• [Short problem 1]:
Answer these questions about the forum thread on the Hobie Adventure's front hatch, one answer per line:
(a) What weight does kayakone give for himself?
(b) What did SharkNett screw on either side of the hatch?
(c) Which kayak does chris2pha own?

• [Selected excerpt]:
# Hobie Adventure



## Grug (Mar 13, 2014)

Can someone tell me if the front hatch of the Adventure is difficult to access when on the water. It appears to be a fair way forward as opposed to the Revo which looks easier to access.
Thanks.


----------



## pml (Jul 30, 2014)

hello, the front hatch of the adventure is accessible with much difficulty at sea without falling to water! Why want you to reach it on water?


----------



## chris2pha (Sep 3, 2011)

I don't have an adventure I have a revo13 and even on the revo13 you have to throw a leg into the water either side and shimmy up to the front to access the hatch so I'm guessing it's the same thing for the adventure and I can't see it being that much less stable than the revo, not enough to make you fall in anyway, especially once you've used it a few times and become accustomed to it and it's balance points.......


----------



## kayakone (Dec 7, 2010)

Grug, (sorry to disagree pml), but I access it to put fish in there, where I have 2 X 3L frozen water bottles sitting on a foam sleeping mat. It will easily hold two tuna to around 11 kgs. If it fairly rough, you can expect to ship a few litres of water, but find it reasonably accessible.

To gain access shuffle slowly forwards , a leg over each side, until can you release the bungees. The yak is quite stable (I weigh 95 kgs). I make the distinction of dumping fish in there and trying to access the hatch to recover gear, as it could easily slide forwards and make recovery impossible.

I suggest you try it yourself close to the shore and actually test the limits of stability. I am guessing, for what I do storing fish there, that 15 knots would be about the limit of opening it, depending on the fetch.


----------



## pml (Jul 30, 2014)

It's not problem kayakone, we have undoubtedly does not have the same weight ;-)
The best is to test !


----------



## Nbh00d (Feb 12, 2012)

I had two adventures before and certainly I found the front hatch is very hard to access. You can certainly do it in calm water but the chance of turtle your yak with a big open hatch letting all those water inside the hull is too much risk for me.


----------



## Grug (Mar 13, 2014)

Thanks for the comments.


----------



## SharkNett (Feb 20, 2006)

I found the same problem with balance sliding that far forward on the Adventure so screwed some nylon loops either side of the hatch to which I clip an insulated catch bag with frozen bottles inside.


----------



## dru (Dec 13, 2008)

kayakone said:


> Grug, (sorry to disagree pml), but I access it to put fish in there, where I have 2 X 3L frozen water bottles sitting on a foam sleeping mat. It will easily hold two tuna to around 11 kgs. If it fairly rough, you can expect to ship a few litres of water, but find it reasonably accessible.
> 
> To gain access shuffle slowly forwards , a leg over each side, until can you release the bungees. The yak is quite stable (I weigh 95 kgs). I make the distinction of dumping fish in there and trying to access the hatch to recover gear, as it could easily slide forwards and make recovery impossible.
> 
> I suggest you try it yourself close to the shore and actually test the limits of stability. I am guessing, for what I do storing fish there, that 15 knots would be about the limit of opening it, depending on the fetch.


Trev, is that on an AI or on an Adventure? Reckon it would be a lot less easy without the outriggers.


----------



## kayakone (Dec 7, 2010)

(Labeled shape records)
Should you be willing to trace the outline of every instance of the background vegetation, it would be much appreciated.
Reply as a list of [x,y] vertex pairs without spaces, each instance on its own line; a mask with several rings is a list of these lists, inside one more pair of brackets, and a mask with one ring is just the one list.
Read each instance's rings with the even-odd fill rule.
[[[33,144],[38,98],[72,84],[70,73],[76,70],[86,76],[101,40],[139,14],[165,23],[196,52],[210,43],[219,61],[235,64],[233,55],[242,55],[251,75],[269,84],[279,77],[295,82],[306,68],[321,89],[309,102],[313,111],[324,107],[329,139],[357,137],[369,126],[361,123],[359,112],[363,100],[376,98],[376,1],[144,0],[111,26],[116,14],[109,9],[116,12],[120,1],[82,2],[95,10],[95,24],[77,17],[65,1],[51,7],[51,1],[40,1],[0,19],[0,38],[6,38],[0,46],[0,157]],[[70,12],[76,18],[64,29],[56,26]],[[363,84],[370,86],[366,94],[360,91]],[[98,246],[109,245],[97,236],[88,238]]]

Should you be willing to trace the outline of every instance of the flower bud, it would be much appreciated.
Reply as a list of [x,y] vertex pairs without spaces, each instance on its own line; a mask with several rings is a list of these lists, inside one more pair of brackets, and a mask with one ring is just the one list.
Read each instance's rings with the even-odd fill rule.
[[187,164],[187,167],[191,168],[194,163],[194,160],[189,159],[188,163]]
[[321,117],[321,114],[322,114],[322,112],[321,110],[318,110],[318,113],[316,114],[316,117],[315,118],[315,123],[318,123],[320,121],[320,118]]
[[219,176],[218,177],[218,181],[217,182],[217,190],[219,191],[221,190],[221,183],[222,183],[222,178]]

• [Short problem 2]:
Write out the records verbatim, starting with the line containing "bud, it would be much appreciated." and running through the end of the records, both ends included.

• [Task answer 1]:
(a) 95 kgs
(b) Some nylon loops
(c) A revo13

• [Task answer 2]:
Should you be willing to trace the outline of every instance of the flower bud, it would be much appreciated.
Reply as a list of [x,y] vertex pairs without spaces, each instance on its own line; a mask with several rings is a list of these lists, inside one more pair of brackets, and a mask with one ring is just the one list.
Read each instance's rings with the even-odd fill rule.
[[187,164],[187,167],[191,168],[194,163],[194,160],[189,159],[188,163]]
[[321,117],[321,114],[322,114],[322,112],[321,110],[318,110],[318,113],[316,114],[316,117],[315,118],[315,123],[318,123],[320,121],[320,118]]
[[219,176],[218,177],[218,181],[217,182],[217,190],[219,191],[221,190],[221,183],[222,183],[222,178]]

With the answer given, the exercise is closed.